**Task prompt:** Extract every line of the material below word for word, leaving the pictures out.

**Data items:**
-- start --
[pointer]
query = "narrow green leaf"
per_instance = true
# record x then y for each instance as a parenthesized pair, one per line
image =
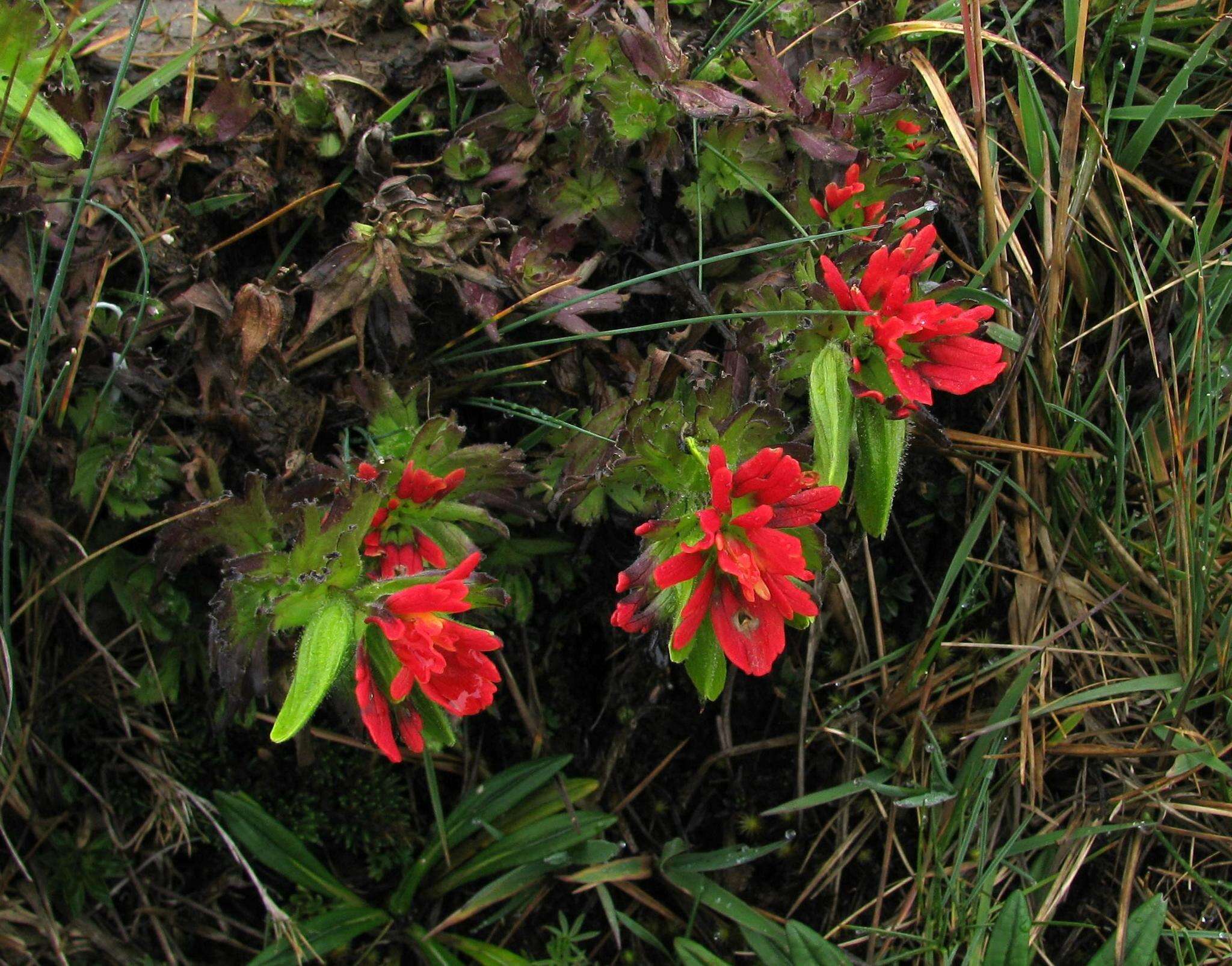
-- end --
**Expected answer:**
[pointer]
query = "narrow green leaf"
per_instance = true
# record x then y for each instance as a parenthesized pair, one per line
image =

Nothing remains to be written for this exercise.